## What this task involves
Starting at the line with "the metal grill", repeat every line exactly until the records end, including the last one.

[Start of Attachment]

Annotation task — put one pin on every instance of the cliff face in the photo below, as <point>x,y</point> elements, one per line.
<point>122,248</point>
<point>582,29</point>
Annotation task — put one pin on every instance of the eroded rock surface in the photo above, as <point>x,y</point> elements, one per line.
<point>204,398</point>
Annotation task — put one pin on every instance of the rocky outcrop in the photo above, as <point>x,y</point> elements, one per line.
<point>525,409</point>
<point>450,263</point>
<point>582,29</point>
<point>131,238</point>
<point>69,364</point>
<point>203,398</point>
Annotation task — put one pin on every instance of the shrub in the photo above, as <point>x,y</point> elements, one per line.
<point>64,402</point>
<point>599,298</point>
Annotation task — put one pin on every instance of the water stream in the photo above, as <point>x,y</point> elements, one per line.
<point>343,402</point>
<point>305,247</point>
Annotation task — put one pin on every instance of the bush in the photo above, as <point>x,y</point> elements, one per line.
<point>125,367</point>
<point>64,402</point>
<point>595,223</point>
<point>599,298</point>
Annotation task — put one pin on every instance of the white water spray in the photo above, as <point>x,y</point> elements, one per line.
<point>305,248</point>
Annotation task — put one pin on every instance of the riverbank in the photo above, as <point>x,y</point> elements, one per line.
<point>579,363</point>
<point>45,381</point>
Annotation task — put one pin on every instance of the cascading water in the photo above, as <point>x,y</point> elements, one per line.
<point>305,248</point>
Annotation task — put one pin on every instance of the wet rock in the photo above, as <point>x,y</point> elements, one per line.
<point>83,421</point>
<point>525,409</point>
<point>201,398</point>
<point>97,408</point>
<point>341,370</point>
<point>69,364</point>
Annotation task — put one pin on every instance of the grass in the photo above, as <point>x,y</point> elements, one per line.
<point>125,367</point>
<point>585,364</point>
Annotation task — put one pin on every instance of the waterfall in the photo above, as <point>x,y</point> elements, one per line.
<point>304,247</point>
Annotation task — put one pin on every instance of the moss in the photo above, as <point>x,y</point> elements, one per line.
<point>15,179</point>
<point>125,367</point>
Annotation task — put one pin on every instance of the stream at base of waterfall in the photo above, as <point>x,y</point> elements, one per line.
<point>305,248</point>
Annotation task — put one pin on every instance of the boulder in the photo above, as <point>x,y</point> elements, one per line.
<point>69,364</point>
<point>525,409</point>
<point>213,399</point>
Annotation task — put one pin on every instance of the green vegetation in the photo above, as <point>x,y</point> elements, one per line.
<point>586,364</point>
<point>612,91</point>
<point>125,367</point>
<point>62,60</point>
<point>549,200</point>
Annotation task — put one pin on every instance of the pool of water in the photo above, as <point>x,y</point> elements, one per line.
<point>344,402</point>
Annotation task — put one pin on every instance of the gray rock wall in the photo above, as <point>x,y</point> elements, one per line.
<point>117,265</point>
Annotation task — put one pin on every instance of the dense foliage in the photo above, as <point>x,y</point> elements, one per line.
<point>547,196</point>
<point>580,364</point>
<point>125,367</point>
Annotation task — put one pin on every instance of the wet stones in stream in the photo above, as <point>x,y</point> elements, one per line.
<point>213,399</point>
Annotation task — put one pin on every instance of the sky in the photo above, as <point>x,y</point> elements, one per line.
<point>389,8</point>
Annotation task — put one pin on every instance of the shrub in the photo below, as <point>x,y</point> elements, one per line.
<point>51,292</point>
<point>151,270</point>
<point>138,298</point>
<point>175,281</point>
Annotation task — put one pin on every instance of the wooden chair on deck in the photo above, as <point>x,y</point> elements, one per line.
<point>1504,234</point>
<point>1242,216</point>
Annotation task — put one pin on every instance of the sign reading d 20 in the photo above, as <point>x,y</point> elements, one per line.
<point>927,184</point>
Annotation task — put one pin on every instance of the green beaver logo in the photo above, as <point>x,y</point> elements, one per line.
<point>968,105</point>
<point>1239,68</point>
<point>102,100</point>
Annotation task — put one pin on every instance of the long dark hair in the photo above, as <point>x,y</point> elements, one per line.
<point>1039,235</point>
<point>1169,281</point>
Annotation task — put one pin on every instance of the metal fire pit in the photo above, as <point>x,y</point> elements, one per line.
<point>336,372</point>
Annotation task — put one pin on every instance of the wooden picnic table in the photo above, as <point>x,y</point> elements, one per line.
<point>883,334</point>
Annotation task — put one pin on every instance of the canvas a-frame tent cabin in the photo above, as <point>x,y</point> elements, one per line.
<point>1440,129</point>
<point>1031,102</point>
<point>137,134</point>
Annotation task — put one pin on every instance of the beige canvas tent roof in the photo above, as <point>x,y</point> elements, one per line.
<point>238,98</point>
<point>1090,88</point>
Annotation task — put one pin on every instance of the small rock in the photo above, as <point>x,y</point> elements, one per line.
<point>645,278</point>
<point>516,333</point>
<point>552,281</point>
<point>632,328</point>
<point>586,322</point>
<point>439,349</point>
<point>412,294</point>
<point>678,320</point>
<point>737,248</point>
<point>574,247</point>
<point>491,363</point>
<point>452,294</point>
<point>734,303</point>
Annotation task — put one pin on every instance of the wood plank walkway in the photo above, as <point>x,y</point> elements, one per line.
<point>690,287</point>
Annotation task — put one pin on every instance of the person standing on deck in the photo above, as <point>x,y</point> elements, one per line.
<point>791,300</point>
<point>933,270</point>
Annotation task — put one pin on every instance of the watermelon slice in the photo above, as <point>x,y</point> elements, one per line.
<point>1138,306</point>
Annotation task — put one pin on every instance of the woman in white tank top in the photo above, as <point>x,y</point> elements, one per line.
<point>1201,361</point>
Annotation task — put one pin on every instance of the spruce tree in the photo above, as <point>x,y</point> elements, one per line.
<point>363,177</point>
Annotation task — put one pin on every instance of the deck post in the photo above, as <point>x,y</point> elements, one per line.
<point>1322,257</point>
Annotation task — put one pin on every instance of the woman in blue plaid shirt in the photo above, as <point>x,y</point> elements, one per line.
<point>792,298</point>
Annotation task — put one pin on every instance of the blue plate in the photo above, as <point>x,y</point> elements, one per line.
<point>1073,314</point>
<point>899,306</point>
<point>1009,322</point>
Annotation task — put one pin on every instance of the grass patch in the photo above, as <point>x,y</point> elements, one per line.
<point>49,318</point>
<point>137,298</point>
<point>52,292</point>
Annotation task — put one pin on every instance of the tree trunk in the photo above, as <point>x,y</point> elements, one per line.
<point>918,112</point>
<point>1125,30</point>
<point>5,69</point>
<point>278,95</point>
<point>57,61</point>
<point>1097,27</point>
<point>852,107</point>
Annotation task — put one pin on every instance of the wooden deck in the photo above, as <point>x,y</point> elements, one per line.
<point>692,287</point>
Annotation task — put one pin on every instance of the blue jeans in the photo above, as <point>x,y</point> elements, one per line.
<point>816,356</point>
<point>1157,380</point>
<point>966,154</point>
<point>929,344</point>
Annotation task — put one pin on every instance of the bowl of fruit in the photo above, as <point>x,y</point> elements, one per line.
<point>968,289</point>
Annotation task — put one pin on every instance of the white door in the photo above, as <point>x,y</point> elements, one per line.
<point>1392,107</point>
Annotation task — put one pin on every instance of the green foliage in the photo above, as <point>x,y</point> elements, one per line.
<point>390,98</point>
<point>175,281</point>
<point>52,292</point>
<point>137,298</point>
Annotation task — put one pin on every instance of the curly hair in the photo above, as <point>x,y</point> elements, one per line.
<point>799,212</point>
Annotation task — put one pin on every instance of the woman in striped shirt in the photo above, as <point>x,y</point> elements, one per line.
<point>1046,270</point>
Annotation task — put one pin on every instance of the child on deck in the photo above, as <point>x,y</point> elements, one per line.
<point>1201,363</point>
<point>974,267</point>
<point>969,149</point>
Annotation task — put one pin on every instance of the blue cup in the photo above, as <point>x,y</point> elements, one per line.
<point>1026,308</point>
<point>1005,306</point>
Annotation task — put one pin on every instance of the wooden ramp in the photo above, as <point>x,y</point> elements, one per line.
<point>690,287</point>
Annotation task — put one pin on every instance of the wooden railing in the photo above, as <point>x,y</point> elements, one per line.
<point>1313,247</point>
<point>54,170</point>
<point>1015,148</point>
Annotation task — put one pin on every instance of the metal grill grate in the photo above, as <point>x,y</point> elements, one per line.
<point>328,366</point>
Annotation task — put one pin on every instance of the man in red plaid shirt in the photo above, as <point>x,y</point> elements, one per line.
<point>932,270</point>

[End of Attachment]

## Task result
Annotation task — put one pin on every instance of the metal grill grate in the photo above, as <point>x,y</point> elements, one per line.
<point>328,366</point>
Annotation task — put one pin on every instance of the man in red plaid shirt in the photo above, as <point>x,y</point> elements, one per line.
<point>932,270</point>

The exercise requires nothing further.